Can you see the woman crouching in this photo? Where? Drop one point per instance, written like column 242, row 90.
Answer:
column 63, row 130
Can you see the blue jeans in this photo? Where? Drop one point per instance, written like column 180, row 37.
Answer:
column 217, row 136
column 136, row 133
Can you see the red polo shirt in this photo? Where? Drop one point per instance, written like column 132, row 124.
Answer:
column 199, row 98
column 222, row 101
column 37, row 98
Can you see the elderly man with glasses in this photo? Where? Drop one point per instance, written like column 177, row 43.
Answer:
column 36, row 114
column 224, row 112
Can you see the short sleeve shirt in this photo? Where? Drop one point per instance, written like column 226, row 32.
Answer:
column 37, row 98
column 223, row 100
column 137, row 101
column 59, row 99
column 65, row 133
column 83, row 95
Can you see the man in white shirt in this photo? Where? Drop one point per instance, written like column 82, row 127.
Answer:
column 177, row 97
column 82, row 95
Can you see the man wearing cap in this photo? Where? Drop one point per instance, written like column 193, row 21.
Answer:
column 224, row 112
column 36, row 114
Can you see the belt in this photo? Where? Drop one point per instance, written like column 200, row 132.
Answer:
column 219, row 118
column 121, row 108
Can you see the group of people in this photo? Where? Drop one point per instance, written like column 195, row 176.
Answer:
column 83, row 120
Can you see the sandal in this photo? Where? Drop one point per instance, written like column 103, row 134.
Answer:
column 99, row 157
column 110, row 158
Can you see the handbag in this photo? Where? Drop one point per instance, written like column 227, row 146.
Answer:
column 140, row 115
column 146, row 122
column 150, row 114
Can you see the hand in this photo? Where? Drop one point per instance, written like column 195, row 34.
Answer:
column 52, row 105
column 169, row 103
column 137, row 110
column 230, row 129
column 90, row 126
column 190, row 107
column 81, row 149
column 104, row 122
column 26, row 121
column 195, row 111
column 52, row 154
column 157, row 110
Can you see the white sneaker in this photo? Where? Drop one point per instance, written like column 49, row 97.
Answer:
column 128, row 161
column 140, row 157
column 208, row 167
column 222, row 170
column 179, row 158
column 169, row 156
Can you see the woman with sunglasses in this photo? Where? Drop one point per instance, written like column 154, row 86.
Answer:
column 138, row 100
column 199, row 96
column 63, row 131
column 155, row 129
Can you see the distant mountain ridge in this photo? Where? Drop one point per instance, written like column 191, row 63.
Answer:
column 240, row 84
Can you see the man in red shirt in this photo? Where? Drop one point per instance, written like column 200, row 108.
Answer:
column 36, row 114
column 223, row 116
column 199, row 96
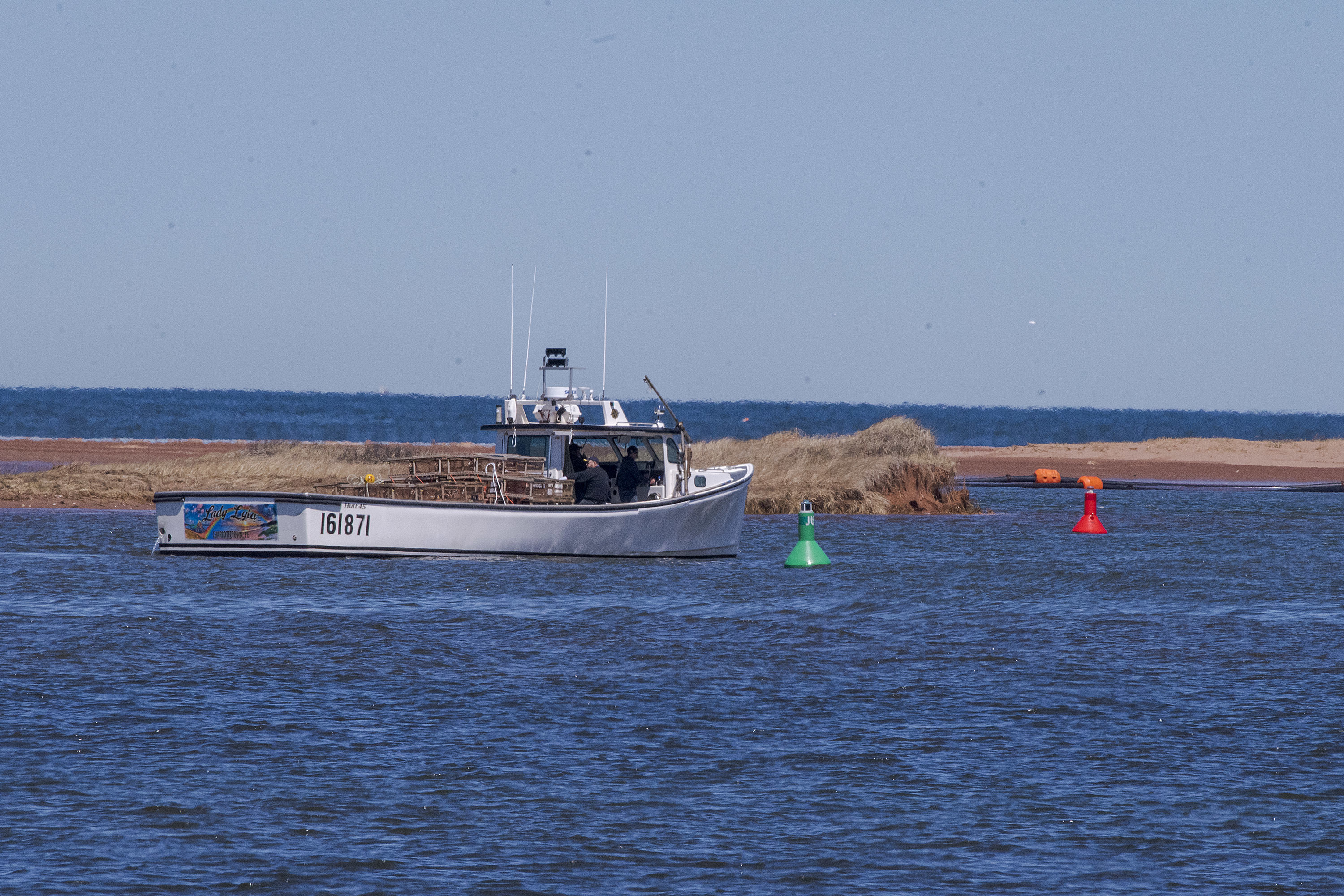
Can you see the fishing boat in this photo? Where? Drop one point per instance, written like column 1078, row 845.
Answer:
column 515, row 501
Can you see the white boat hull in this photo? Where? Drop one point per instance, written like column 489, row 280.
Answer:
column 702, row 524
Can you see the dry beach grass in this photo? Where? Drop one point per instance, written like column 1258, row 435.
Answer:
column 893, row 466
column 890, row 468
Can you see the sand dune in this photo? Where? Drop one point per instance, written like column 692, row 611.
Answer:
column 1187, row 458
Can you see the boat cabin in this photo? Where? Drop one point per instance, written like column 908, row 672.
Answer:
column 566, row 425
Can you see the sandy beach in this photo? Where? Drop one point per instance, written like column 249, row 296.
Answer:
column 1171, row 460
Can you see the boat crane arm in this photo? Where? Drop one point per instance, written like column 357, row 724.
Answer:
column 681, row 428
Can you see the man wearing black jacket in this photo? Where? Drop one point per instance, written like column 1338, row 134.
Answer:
+ + + + + + +
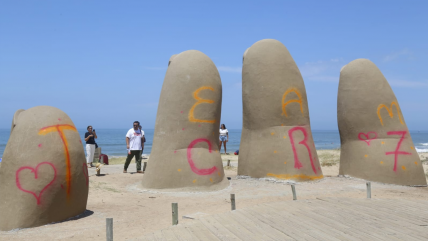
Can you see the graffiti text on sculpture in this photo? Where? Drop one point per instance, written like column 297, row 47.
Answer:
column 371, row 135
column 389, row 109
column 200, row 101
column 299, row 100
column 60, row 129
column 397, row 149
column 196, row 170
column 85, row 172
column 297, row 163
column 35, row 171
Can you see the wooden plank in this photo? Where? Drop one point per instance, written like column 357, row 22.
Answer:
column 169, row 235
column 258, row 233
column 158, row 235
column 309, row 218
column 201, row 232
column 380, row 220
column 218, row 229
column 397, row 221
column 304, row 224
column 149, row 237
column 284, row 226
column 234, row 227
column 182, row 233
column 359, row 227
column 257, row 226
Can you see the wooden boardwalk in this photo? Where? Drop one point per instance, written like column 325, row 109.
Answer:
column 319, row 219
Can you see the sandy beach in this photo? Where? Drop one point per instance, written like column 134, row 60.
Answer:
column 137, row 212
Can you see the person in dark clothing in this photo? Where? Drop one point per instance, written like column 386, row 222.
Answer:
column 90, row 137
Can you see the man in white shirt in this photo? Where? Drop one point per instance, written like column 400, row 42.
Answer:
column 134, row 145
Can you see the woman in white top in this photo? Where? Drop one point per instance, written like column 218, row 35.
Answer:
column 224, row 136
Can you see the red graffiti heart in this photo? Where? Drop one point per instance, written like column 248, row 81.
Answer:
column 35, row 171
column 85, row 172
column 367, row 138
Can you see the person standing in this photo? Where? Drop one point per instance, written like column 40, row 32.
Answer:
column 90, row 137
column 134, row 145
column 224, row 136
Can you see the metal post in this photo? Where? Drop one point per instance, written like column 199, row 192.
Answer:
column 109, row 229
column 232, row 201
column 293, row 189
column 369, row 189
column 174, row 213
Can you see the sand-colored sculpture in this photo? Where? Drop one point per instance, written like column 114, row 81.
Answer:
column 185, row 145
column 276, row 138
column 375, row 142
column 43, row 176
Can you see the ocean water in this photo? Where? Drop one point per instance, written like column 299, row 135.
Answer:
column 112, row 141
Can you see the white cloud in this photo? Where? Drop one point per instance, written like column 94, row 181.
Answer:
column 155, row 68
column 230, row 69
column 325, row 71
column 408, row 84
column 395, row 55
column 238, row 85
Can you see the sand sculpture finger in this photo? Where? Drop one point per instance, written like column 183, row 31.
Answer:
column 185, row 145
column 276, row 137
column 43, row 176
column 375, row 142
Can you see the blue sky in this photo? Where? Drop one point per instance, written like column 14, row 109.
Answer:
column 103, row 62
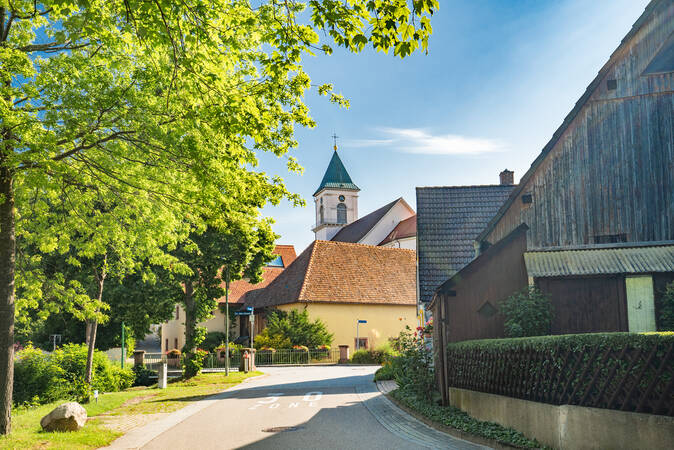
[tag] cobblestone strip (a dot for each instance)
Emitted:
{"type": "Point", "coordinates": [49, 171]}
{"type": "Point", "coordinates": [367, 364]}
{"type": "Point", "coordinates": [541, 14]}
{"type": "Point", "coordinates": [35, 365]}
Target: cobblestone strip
+ + + + + + +
DIRECTION:
Copy word for word the material from the line with "[tag] cobblestone strip" up to and including the line with "Target: cobblestone strip".

EXPECTED ANSWER:
[tag] cobblestone strip (a dot for each instance)
Emitted:
{"type": "Point", "coordinates": [49, 171]}
{"type": "Point", "coordinates": [367, 364]}
{"type": "Point", "coordinates": [541, 14]}
{"type": "Point", "coordinates": [35, 365]}
Target: cobblestone strip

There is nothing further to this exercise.